▶ [EXERCISE DATA]
▬▬▬▬▬▬▬▬▬▬

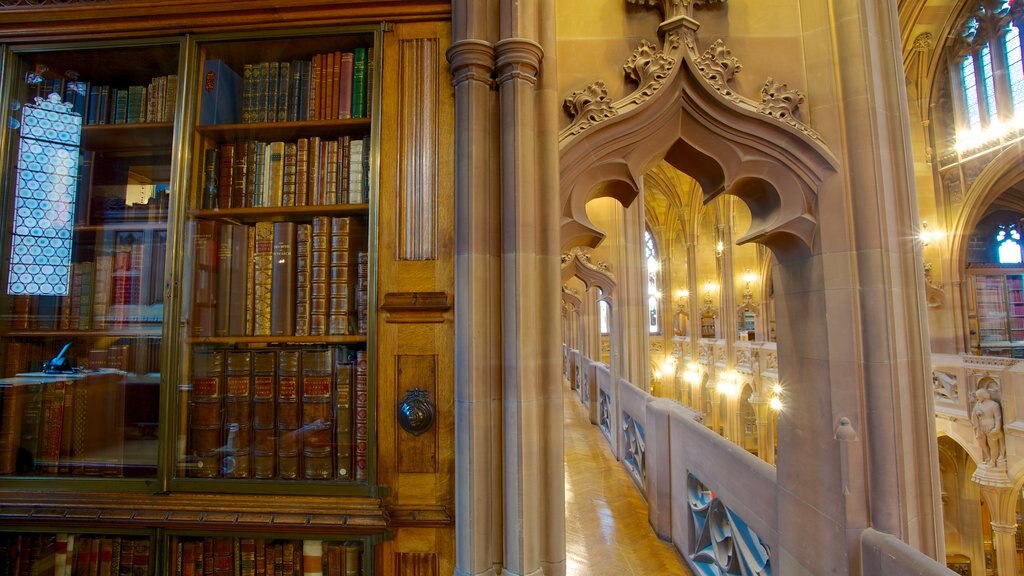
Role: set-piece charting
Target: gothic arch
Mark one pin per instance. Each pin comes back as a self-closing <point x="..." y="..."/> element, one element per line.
<point x="685" y="112"/>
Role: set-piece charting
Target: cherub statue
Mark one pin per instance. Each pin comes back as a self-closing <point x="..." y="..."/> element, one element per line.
<point x="986" y="417"/>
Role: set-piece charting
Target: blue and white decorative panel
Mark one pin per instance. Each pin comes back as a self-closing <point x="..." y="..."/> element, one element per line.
<point x="604" y="413"/>
<point x="44" y="203"/>
<point x="634" y="450"/>
<point x="724" y="544"/>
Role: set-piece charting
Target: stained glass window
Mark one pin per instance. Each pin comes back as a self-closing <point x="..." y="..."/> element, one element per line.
<point x="988" y="81"/>
<point x="1008" y="238"/>
<point x="653" y="295"/>
<point x="1015" y="68"/>
<point x="970" y="85"/>
<point x="44" y="203"/>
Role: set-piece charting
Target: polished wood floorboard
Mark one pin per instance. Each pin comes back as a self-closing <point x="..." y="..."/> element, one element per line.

▬▬▬▬▬▬▬▬▬▬

▶ [WHAT YOU ARE ASKED TO DO] For this answer, retype the lines from the start of the listing through the line that holds "Target: polished wood floorboard", inclusive, exactly and without pictures.

▶ [RESPONSE TO THE EXERCISE]
Role: set-piece charting
Target: gothic arch
Mark one pin per instance. Each pin comes back as a self-closing <point x="..." y="..."/> element, one element per line.
<point x="685" y="112"/>
Role: set-piece charting
Target: cherub statue
Mark one pin per instance. Each pin comes back as a self-closing <point x="..." y="..."/> element, one element per line.
<point x="986" y="417"/>
Role: set-piece charting
Target: blue and white decorative panel
Mark one pin per instance. Each pin comes back as a self-closing <point x="..." y="..."/> element, one element per line.
<point x="604" y="413"/>
<point x="44" y="203"/>
<point x="634" y="450"/>
<point x="724" y="544"/>
Role: set-piece charting
Target: stained glass window
Mark one pin per instance. Each pin comes back as a self-closing <point x="..." y="..."/> element, one element per line.
<point x="988" y="81"/>
<point x="1008" y="238"/>
<point x="653" y="295"/>
<point x="1015" y="68"/>
<point x="970" y="85"/>
<point x="44" y="203"/>
Role: set-piece charting
Target: polished wood floorboard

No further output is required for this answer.